対象本文:
肝転移のある大腸がんの治療が 化学療法の進歩で大きく変化 手術前後での化学療法の組み合わせの妥当性を検証
大腸がん肝転移に対する治療は、肝臓手術の進歩や化学療法の進歩によって変化を遂げてきた。現在では、切除手術が可能な肝転移のある患者さんに対しても、手術前後に化学療法を組み合わせる治療が行われるようになり、それが妥当かどうかの検証が進められている。
かつては手術が可能なら 積極的な肝切除が行われた
肝臓への転移がある大腸がんに対して、新たな治療戦略が登場してきている。かつては、肝切除術が可能な患者さんであれば、積極的な手術が行われていた。ところが、化学療法の進歩に伴って、手術の前後に化学療法を組み合わせた治療戦略が登場してきている。こうした変化の背景について、がん研有明病院消化器外科副医長の井上陽介さんは次のように説明してくれた。
「大腸がんの化学療法が大きく変わったのは2000年頃からで、それまでは抗がん薬はほとんど効かない時代が続いていました。1950年頃に5-FUという抗がん薬が使われるようになったのですが、それがほぼ半世紀にわたって第一線で使われていました。単剤で使用してもあまり効かないのですが、コストや副作用も含めてこれより優れた抗がん薬が登場しなかったのです。
そうした中で、1980年代以降、肝臓の手術が大きな進歩を遂げました。肝切除術中超音波の導入、肝区域の系統的な切除や、出血のコントロールなどにより、安全に肝臓の切除手術が行えるようになったのです。そこで、大腸がんの肝転移に対しては、切除が可能であれば積極的に切除する、という治療方針がとられるようになりました」

データ:
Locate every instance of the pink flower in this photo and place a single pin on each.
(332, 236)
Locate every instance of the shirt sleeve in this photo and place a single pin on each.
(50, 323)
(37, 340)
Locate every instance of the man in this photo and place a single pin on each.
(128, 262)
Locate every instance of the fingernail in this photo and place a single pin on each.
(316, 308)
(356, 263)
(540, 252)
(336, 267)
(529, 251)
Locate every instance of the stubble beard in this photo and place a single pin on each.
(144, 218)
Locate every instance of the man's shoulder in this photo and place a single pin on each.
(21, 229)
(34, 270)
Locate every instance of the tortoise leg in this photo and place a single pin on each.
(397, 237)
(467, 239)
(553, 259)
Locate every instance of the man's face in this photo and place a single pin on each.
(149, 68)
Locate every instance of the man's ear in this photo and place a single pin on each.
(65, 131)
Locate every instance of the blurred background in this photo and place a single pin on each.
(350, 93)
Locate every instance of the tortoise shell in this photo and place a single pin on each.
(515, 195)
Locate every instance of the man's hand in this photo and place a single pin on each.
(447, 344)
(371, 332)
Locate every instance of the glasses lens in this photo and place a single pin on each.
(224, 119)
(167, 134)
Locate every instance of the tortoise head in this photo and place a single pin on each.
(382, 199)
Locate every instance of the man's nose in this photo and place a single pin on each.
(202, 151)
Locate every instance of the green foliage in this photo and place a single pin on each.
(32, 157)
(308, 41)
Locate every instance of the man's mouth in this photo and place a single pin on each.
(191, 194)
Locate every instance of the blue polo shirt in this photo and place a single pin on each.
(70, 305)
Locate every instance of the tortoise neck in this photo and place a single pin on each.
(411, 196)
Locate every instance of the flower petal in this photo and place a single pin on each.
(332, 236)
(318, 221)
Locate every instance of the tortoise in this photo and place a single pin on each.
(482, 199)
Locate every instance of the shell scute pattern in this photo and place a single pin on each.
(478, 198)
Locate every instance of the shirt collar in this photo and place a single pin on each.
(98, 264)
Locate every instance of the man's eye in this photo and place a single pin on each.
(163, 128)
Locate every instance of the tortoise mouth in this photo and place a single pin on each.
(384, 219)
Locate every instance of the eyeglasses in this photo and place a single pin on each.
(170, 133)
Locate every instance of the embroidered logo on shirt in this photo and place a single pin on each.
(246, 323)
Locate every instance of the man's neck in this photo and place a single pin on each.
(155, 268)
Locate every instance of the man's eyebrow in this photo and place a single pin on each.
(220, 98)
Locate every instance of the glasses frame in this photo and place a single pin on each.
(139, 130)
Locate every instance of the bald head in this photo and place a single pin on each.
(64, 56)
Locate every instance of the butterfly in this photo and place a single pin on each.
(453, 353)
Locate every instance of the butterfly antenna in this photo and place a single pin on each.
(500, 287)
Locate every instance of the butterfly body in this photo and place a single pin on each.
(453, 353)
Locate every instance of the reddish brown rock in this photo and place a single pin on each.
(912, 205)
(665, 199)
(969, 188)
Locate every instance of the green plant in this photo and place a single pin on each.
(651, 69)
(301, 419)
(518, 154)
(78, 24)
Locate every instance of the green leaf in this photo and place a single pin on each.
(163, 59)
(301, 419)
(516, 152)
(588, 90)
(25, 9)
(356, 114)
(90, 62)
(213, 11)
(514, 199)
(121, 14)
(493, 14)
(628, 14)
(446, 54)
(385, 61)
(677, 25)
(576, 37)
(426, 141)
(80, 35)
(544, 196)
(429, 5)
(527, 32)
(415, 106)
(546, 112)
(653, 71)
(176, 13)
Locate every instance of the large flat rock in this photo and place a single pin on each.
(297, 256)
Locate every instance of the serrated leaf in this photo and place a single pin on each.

課題 1: 大腸がん肝転移の治療に関する本文中の「かつては、肝切除術が可能な患者さんであれば、積極的な手術が行われていた。」という一文を英語に訳してください。
課題 2: 大腸がん肝転移の治療に関する本文によると、5-FUという抗がん薬が使われるようになったのはいつ頃ですか。
課題 3: 大腸がん肝転移の治療に関する本文を、最後の文の後から書き継いでください。
記録は本文とは別個の資料です。

解答例 1: In the past, if a patient was able to undergo liver resection, surgery was performed aggressively.

解答例 2: 1950年頃です。

解答例 3:
日本の肝臓外科は技術的に優れていたこともあり、この治療が広く行われるようになっていった。肝転移が20個あっても、30個あっても、切除できるのであれば切除するという施設もあったという。しかし、多発する肝転移に肝切除術を行っても、再発率は非常に高かった。
化学療法で肝転移が縮小し 手術が可能になるケースも
「大腸がんの肝転移に外科的に立ち向かうのには限界があるな、とみんなが感じ始めていた頃、化学療法が大きく進歩しました。欧米で*FOLFOXが登場し、それが日本でも使われるようになったのです」
FOLFOXの登場以降、大腸がんの化学療法は急速の進歩を見せた。分子標的薬も次々と登場し、化学療法でがんを縮小させることができる時代に突入した。「化学療法が進歩することで、外科的には手を出せなかった大きな転移や、肝臓全体に広がったような転移も、抗がん薬が効いてがんが縮小し、手術が可能になるケースが出てきました」
こうしたことが背景となって、新しい治療戦略が登場してくることになった。手術可能な肝転移の患者さんでも、すぐに手術を行うのではなく、まず化学療法を行って、がんを小さくしてから手術を行うという方法である。
「手術の前か後に、化学療法を組み合わせる治療が注目されるようになっています。術後の化学療法については、行ったほうがよいことが、多くの臨床試験で明らかにされています。ただ、術前の化学療法に関しては、まだきちんとしたエビデンス(科学的根拠)は得られていないのが現状です」
ヨーロッパでは術前の化学療法が行われているが、それによって生存期間が延長するかどうかは、まだ明確にはなっていないのだという。
*FOLFOX=5-FU(一般名フルオロウラシル)+ロイコボリン(一般名ホリナートカルシウム)+エルプラット(一般名オキサリプラチン)
ボーダーラインの患者さんに 術前術後の化学療法を実施
がん研有明病院では、肝転移のある大腸がんの患者さんを対象に、2010年から新たな戦略による治療を実施し、それ以前(2006~2009年)の治療成績と比較する研究を行っている。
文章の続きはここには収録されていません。